* Page:

▼

- Source: Joel Tanner Hart
Joel Tanner Hart (February 10, 1810 – March 2, 1877) was an American sculptor.
Life and work
Joel Tanner Hart was born February 10, 1810, near Winchester, in Clark County, Kentucky to Josiah Hart and Judith Tanner Hart and was a sculptor of importance during America's antebellum years. As a young man, he worked as a stone-cutter, developing his skills as a sculptor. In the 1840s he joined a growing artistic and literary community in Florence, Italy where he lived for the remainder of his life.
Joel Tanner Hart is best known for busts of Andrew Jackson (1838) and Henry Clay (1847). As well, he carved those of John Jordan Crittenden and Cassius M. Clay and created the statues called Il Penseroso (1853) and Woman Triumphant that stood at the Fayette County courthouse until it was destroyed by fire in 1897.
He also sculpted the bas-relief for the tombstone of Southwood Smith in the English Cemetery in Florence. Hart died in Florence in 1877 and was buried in the same English Cemetery. By Legislative Act, his remains were later exhumed and returned to his native state of Kentucky for reinterment in the Frankfort Cemetery in Frankfort, Kentucky on June 18, 1887.

▲

* Directive 1: Reproduce the passage of the Joel Tanner Hart biography between "- Source: Joel" and "of his life.", inclusive.
The biography and the records are separate, unrelated material.

(Object location annotation data)
▼

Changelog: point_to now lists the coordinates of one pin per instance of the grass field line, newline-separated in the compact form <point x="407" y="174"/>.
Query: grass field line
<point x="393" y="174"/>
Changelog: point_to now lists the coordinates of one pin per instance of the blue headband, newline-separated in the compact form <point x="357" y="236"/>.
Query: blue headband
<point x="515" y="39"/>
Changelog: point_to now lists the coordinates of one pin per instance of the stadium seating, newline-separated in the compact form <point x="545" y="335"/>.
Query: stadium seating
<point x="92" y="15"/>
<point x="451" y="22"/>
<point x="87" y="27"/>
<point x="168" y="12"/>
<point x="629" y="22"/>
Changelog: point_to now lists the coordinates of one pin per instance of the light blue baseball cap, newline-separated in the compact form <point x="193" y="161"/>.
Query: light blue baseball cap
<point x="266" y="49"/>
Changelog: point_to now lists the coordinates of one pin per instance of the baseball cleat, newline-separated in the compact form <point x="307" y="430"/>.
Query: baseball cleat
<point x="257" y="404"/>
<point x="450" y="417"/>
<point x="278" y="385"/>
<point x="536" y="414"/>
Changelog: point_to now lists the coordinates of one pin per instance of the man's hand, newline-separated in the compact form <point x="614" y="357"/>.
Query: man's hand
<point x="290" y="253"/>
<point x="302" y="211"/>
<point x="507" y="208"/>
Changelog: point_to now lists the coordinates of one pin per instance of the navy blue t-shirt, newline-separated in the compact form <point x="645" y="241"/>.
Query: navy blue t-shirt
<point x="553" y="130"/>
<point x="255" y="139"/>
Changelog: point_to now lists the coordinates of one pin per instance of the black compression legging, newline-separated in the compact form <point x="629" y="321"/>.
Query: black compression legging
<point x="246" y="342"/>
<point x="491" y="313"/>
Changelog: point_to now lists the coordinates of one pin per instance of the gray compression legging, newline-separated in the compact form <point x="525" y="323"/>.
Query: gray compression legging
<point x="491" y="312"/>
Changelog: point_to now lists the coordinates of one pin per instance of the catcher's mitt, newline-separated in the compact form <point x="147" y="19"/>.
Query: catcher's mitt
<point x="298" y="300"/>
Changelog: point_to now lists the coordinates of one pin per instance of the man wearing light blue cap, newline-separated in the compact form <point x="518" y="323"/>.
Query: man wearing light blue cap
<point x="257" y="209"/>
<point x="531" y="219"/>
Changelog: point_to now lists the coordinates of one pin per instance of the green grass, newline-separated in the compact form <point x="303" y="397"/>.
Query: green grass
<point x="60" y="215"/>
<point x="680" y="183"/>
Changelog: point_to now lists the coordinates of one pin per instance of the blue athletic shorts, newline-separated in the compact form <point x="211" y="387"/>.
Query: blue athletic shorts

▲

* Directive 2: Locate every line in the records that contains the string "field" and copy each one.

* Exercise result 1:
- Source: Joel Tanner Hart
Joel Tanner Hart (February 10, 1810 – March 2, 1877) was an American sculptor.
Life and work
Joel Tanner Hart was born February 10, 1810, near Winchester, in Clark County, Kentucky to Josiah Hart and Judith Tanner Hart and was a sculptor of importance during America's antebellum years. As a young man, he worked as a stone-cutter, developing his skills as a sculptor. In the 1840s he joined a growing artistic and literary community in Florence, Italy where he lived for the remainder of his life.

* Exercise result 2:
Changelog: point_to now lists the coordinates of one pin per instance of the grass field line, newline-separated in the compact form <point x="407" y="174"/>.
Query: grass field line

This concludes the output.